## Written exercise A
In the article about the Goodson family, where did the family have lunch?
## Written exercise B
Continue the article about the Goodson family from its last sentence.

** Start of Document passage **

The+Goodson+family+poses+for+a+portrait+in+Suwanee%2C+Georgia%2C+on+Aug.+1%2C+2021.

Jerod Ringwald

The Goodson family poses for a portrait in Suwanee, Georgia, on Aug. 1, 2021.

A football family

August 22, 2021

Hours before Tyler showed up at his youth football field, the Goodson family sat down for lunch at the Central City Tavern in downtown Suwanee, an upscale sports bar that opened before the start of the summer.

Tyler is seated between his parents on one side of the table, his back against the cushioned booth. He’s with his brothers, too. Taylor, a sophomore defensive back at Mercer University, sits across the table from his older brother, and Tavien, who is entering the 12th grade and attending an arts school this year, is at the end of the table.

Tyler and Taylor’s eyes wander to the handful of televisions in the bar playing the Summer Olympics and an Atlanta Braves game. Felicia and Tavien are posing for selfies together.

** End of Document passage **
** Start of Extracted records **

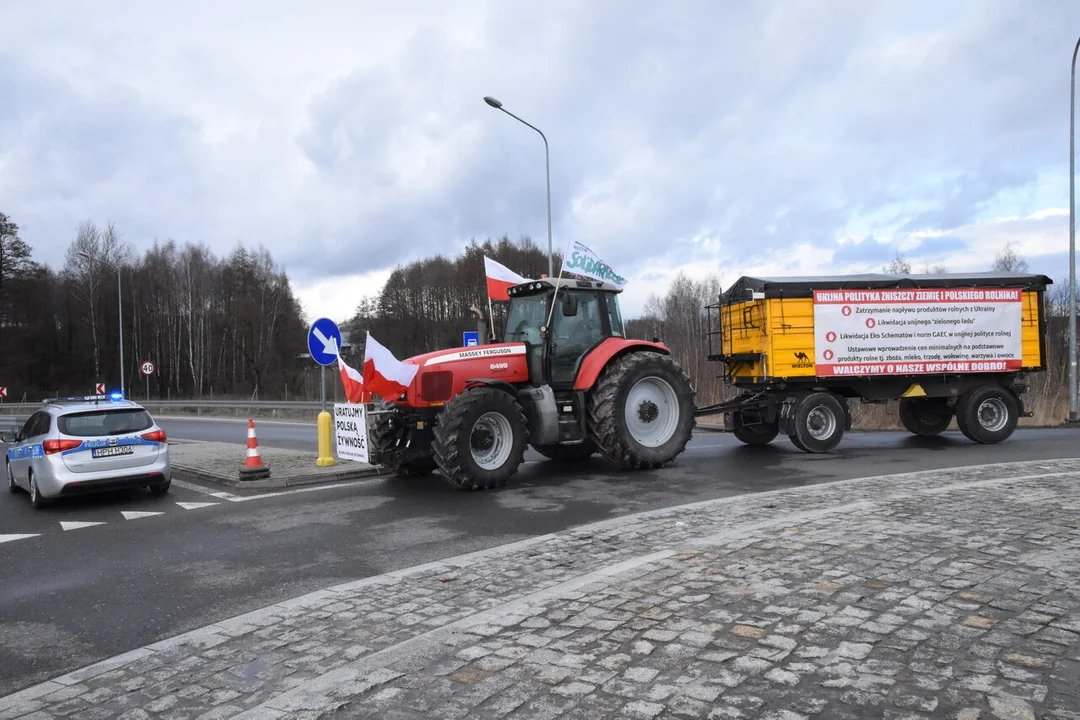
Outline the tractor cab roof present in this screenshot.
[507,277,622,298]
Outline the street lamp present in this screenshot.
[484,97,555,277]
[1068,40,1080,422]
[76,250,127,397]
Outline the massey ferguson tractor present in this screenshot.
[368,279,696,490]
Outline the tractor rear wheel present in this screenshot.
[589,352,697,468]
[531,440,596,462]
[370,404,436,477]
[433,386,528,490]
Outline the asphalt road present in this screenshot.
[154,417,319,452]
[0,421,1078,695]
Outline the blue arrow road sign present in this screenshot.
[308,317,341,365]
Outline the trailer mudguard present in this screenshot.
[573,338,671,390]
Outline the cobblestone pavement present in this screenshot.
[0,460,1080,720]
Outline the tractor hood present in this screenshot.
[404,342,529,407]
[405,342,525,369]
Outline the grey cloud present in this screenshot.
[0,0,1080,293]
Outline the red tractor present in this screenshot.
[369,279,696,490]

** End of Extracted records **

## Final result A
At the Central City Tavern in downtown Suwanee.

## Final result B
Food orders had just been taken when the first competitive football conversation of the meal started to heat up.

“Oklahoma is gonna get smacked,” Maurice said of the early reports of Texas and Oklahoma joining the Southeastern Conference. Apparently, Texas didn’t warrant a mention.

“Oklahoma and Texas could beat Missouri, Vanderbilt, the bottom of the SEC,” Tyler added. “They’re not gonna be able to compete week in and week out.”

“You don’t think Oklahoma could beat Auburn?” Felicia asked.

“No,” Tyler responded.

“So you’re saying Oklahoma would not be competitive in the SEC? I’m not buying it,” Felicia continued later in the conversation. “I believe Oklahoma would be competitive in the SEC.”

“No way,” Tyler said.

“You want to put your first NFL check on it?” Felicia taunts.

Tyler smiled and laughed off the comment as the argument settled down.

“This is how football conversations go in our family,” Felicia told me as I was spending the better part of two days in Suwanee with the Goodsons earlier this month.

“We’re all about football,” Maurice added.

From what Maurice and Felicia recall, Tyler has been all about football since he started playing at the age of 5.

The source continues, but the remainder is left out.